MATERIAL PROVIDED Block Start

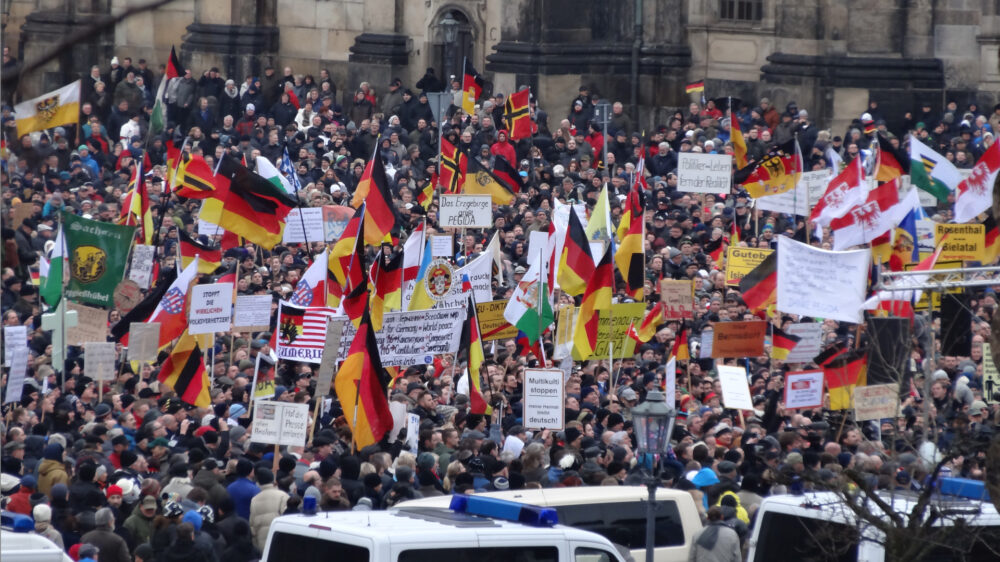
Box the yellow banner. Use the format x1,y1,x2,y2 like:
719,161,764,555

MATERIAL PROVIDED Block End
MATERIAL PROVIDED Block Start

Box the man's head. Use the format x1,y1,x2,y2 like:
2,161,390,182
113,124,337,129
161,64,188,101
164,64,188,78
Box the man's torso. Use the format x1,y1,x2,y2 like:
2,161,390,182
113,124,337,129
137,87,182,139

MATERIAL PROVIDED Block End
MATERIAL PROVIDED Block Start

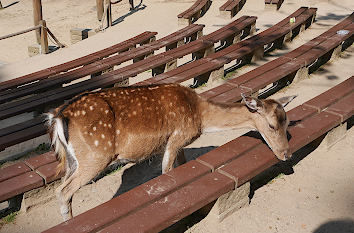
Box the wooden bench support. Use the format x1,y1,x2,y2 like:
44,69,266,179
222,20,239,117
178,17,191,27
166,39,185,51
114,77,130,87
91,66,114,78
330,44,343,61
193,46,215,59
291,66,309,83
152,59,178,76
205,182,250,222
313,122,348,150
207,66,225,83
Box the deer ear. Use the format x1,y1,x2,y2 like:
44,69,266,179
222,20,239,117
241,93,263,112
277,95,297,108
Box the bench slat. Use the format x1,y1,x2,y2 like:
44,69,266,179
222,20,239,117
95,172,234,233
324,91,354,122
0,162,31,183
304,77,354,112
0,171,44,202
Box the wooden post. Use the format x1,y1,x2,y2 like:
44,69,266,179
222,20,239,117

MATERIAL PROVIDED Block End

» TASK PROMPT: From the entries above, restate word for word the lines from the line containing "Box the yellow" to the line containing "719,161,764,555", both ends included, and nothing more.

» SOLUTION FOR THIS TASK:
Box the yellow banner. Use the format x1,y1,x2,y2 like:
719,161,764,555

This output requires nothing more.